(Selected extract)
::::

Caixin
Apr 03, 2019 08:04 PM
ECONOMY

Central Government Departments Heed Call to Tighten Their Belts

Beijing has urged governments to cut their budgets after promising massive tax and fee cuts.  Photo: VCG
Beijing has urged governments to cut their budgets after promising massive tax and fee cuts. Photo: VCG

Multiple central government departments have decided to cut their general spending budgets this year as Beijing pushes for governments at all levels to tighten their belts.

Of the 102 central government departments that released their 2019 budgets on Tuesday, nearly half, or 46, reduced their general public spending budgets from what they actually spent last year, according to Caixin’s calculation based on official data (link in Chinese). However, 49 departments increased their budgets compared with last year’s actual spending. Seven departments did not provide such figures.

The budget reductions by some departments came after Beijing promised to cut taxes and fees this year by nearly 2 trillion yuan ($297.8 billion) in order to lighten the burden on businesses struggling amid the economic slowdown.

::::

(Raw data)
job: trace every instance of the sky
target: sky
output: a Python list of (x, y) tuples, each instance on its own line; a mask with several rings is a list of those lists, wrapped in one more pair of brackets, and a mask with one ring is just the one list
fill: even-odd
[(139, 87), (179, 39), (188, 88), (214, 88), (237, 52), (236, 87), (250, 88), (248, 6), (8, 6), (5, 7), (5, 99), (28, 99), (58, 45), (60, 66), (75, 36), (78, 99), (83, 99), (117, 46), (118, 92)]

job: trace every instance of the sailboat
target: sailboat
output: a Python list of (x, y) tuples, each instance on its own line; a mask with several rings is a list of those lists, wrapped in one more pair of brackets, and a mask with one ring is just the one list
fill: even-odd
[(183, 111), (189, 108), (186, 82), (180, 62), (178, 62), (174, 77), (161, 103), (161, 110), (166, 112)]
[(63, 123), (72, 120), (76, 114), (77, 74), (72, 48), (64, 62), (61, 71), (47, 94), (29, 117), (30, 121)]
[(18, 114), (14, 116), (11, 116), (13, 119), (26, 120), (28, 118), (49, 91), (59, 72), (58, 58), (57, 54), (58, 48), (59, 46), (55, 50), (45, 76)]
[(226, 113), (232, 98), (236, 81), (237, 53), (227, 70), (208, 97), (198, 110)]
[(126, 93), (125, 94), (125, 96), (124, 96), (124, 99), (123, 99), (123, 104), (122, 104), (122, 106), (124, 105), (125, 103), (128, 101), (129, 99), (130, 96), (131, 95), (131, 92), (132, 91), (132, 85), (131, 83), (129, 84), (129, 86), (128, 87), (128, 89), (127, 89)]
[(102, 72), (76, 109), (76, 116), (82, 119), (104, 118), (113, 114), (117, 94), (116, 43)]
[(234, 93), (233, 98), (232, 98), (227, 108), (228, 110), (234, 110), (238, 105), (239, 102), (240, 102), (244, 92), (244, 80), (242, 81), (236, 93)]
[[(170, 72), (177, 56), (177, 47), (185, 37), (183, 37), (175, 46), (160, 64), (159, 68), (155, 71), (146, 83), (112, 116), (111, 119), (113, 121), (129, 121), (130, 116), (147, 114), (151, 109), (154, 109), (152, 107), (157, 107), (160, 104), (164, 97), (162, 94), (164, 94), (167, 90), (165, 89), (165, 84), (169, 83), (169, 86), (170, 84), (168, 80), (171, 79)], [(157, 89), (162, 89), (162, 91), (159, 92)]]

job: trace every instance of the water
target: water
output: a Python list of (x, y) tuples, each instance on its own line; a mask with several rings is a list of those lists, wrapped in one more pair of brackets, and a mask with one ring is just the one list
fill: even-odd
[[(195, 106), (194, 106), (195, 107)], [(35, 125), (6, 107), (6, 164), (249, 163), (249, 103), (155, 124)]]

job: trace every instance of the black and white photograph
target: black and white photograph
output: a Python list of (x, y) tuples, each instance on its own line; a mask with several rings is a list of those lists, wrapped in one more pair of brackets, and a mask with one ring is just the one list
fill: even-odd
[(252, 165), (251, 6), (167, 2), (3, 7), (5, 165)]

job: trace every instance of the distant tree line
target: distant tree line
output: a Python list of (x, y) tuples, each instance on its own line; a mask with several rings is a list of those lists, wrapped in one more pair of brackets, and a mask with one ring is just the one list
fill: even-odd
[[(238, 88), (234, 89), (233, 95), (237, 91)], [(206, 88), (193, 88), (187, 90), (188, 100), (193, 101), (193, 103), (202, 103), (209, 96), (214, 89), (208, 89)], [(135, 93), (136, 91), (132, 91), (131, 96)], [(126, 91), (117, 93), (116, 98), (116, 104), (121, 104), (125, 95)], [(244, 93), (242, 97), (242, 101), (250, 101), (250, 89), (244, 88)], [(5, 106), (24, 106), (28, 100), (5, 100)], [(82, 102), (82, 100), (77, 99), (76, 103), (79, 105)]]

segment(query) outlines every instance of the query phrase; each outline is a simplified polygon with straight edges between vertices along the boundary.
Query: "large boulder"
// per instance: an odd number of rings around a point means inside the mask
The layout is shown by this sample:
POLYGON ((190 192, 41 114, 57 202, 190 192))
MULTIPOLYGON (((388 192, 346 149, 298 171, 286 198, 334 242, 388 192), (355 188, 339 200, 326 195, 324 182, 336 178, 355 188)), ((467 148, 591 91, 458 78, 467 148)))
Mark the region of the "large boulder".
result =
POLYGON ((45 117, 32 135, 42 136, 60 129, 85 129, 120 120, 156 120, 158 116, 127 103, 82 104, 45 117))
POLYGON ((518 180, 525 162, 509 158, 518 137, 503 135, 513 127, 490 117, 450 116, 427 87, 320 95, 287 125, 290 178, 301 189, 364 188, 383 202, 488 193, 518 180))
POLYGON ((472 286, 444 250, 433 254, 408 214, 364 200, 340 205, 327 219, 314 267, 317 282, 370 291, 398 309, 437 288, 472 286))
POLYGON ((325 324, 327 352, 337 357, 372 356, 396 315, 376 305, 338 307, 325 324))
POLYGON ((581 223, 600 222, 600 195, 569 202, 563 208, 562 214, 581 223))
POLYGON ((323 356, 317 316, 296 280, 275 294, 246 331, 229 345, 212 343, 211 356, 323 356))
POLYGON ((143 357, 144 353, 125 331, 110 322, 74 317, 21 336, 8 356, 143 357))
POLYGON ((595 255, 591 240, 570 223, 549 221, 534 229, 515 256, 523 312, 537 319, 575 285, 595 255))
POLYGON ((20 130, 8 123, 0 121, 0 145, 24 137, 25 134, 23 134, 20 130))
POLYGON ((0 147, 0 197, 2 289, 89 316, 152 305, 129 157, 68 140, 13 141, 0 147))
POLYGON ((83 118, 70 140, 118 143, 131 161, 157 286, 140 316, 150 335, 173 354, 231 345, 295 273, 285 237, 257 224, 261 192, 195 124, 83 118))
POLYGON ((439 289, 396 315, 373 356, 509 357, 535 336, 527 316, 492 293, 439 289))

::::

(Activities)
- A) From the Caixin article on budget cuts above, extract the passage between "Multiple central government" and "tighten their belts.", inclusive.
- B) Answer these questions from the Caixin article on budget cuts:
(i) How many central government departments released their 2019 budgets on Tuesday?
(ii) How many departments increased their budgets compared with last year's actual spending?
(iii) By how much did Beijing promise to cut taxes and fees this year?
- C) Continue the Caixin article on central government budget cuts from where it stops.

(Numbered answers)
- A)
Multiple central government departments have decided to cut their general spending budgets this year as Beijing pushes for governments at all levels to tighten their belts.

- B)
(i) 102
(ii) 49
(iii) Nearly 2 trillion yuan ($297.8 billion)

- C)
The Ministry of Education, for example, has cut its budgets for both training and subsidies for certain companies by 10%. The Ministry of Ecology and Environment has reduced its total budget by 7% and plans to spend less on construction projects and major science and technology projects than it did last year.

In contrast, the Ministry of Veteran Affairs increased its general budget by 58% as it plans to spend more on administrative affairs and new staff.

This year’s government work report specifically instructed governments at all levels to reduce their spending on official overseas trips, vehicles and hospitality by about 3% from the previous year. A majority of the 102 departments have adhered to the guidelines. The Ministry of Emergency Management, the National Radio and Television Administration and the Ministry of Natural Resources, for example, cut their budgets for these expenditures by 57%, 35% and 14%, respectively, according to official data.

 Read more 
A special report on how local governments are hunting high and low for money to balance Beijing’s competing policy goals of bolstering economic growth while keeping their debts in check

In addition to budget cuts, Beijing is also seeking larger dividends from centrally administered financial institutions to offset the losses from the tax and fee cuts.